(Page extract)
ARISS Contact is Scheduled with Students at Davis Aerospace Technical High School, Detroit, Michigan, USA
October 16, 2022—Amateur Radio on the International Space Station (ARISS) has received schedule confirmation for an ARISS radio contact between an astronaut aboard the International Space Station (ISS) and students at the Davis Aerospace Technical High School located in Detroit, MI. ARISS conducts 60-80 of these special amateur radio contacts each year between students around the globe and crew members with ham radio licenses aboard the ISS.
Detroit Public Schools Community District’s Davis Aerospace Technical High School (Davis HS), founded in 1943, is named in honor of Benjamin O. Davis Jr., the first African American General in the United States Air Force. All Davis HS students in grades 9th through 12th are enrolled in the school’s aviation/aerospace classes, which are designed to prepare them to enter the fields of both aviation and aerospace. The school’s curriculum includes a flight training program allowing students to learn a variety of concepts and regulations related to unmanned and manned flight. Students also can take preparation classes for remote pilot’s certificate and train on state-of-the-art flight simulators, and can participate in a newly re-established Aircraft Maintenance CTE program where they work on aircraft at Colman A. Young City Airport. Located within the Golightly Career and Technical Center, Davis HS’s alumni includes pilots, drone operators, aircraft mechanics, engineers, and others in various high-tech professions. Members of the Hazel Park Amateur Radio Club (W8HP) are supporting the school for this ARISS contact by providing equipment setup assistance and ham radio instruction to students in the school’s newly formed (2021) amateur radio club. Students active in the school’s ham club will be working on their amateur radio FCC license using text books provided by ARRL Great Lakes Division member Dale Williams, WA8EFK.

(Data records)
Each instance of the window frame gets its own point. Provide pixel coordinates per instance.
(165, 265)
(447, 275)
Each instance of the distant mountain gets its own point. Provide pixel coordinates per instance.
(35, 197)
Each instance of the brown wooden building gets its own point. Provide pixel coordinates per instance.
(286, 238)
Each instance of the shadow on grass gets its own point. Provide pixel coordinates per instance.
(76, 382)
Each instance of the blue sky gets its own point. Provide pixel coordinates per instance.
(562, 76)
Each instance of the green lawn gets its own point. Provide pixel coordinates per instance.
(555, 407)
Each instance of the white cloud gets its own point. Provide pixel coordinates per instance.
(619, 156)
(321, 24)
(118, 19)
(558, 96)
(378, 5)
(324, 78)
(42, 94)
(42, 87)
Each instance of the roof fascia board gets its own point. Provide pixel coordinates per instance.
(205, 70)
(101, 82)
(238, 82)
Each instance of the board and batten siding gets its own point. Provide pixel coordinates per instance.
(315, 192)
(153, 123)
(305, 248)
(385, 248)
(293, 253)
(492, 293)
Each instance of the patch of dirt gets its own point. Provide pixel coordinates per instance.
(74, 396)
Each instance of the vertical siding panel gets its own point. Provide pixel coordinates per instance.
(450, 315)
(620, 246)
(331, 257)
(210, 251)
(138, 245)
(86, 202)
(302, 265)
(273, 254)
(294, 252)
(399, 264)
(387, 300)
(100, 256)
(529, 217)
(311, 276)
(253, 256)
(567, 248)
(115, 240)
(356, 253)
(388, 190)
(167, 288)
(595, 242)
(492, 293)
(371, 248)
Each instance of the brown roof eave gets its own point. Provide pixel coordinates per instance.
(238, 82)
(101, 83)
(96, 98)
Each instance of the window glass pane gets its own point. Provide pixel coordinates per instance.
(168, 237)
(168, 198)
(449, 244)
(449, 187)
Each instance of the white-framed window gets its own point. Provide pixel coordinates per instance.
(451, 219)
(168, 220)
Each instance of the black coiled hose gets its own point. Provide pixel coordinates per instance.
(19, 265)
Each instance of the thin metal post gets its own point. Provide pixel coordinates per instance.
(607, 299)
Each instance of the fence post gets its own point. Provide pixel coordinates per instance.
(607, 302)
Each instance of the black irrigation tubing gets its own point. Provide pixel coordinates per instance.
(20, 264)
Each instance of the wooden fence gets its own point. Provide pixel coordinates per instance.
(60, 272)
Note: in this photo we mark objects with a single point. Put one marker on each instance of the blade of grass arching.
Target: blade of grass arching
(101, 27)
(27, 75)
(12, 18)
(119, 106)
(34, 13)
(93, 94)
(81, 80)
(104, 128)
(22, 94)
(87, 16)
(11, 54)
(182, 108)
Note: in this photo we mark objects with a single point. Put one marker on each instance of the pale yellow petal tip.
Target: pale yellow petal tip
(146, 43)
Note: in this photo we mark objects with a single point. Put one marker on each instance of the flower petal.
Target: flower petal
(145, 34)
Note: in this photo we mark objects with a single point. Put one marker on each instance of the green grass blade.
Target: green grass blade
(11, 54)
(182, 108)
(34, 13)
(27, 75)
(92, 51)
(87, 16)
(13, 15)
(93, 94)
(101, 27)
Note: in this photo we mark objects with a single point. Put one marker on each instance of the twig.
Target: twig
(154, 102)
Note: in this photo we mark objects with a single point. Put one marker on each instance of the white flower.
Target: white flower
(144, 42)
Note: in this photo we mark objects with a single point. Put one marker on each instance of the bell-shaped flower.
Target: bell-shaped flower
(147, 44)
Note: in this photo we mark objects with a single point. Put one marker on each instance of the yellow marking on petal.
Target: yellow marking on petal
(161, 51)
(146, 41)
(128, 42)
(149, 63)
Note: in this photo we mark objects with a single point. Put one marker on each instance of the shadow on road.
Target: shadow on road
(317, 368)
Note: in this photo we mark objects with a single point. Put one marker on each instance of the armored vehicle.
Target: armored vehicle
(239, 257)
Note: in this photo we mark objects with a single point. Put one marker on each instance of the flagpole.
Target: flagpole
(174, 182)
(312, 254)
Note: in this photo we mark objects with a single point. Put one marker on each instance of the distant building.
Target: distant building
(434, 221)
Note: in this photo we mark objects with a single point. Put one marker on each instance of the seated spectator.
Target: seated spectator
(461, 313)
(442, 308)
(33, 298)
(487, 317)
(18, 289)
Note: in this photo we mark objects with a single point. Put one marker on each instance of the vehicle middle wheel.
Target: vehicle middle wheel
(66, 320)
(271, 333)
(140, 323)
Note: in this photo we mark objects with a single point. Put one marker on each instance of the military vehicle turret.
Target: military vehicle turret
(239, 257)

(Task to complete)
Write the next part of the announcement about the ARISS contact at Davis Aerospace Technical High School, picking up after its last sentence. You can leave the records aside; they aren't needed here.

(Answer box)
This will be a direct contact via Amateur Radio allowing students to ask their questions of Astronaut Koichi Wakata, amateur radio call sign KI5TMN. Local Covid-19 protocols are adhered to as applicable for each ARISS contact. The downlink frequency for this contact is 145.800 MHZ and may be heard by listeners that are within the ISS-footprint that also encompasses the relay ground station.
The amateur radio ground station for this contact is in Detroit, MI. Amateur radio operators using call sign W8HP, will operate the ground station to establish and maintain the ISS connection.
The ARISS radio contact is scheduled for October 18, 2022 at 1:30 pm EDT (Detroit) (17:30 UTC, 12:30 pm CDT, 11:30 am MDT, 10:30 am PDT).
The public is invited to watch the live stream at: https://youtu.be/Vk_FxTmIek8
As time allows, students will ask these questions:
1. How much does the ISS orbit decay over time before a correction is required?
2. What are you learning about lightning as a result of the experiments aboard the ISS?
3. How do you scrub the air of ISS of toxins, odors, germs and other contaminates?
4. What does it feel like when you take off in the Rocket?
5. How long will the ISS batteries last without a charge?
6. How much does a space station weigh (on earth) and how large is the space station?
7. Does the ISS use the sun’s radiation for temperature control?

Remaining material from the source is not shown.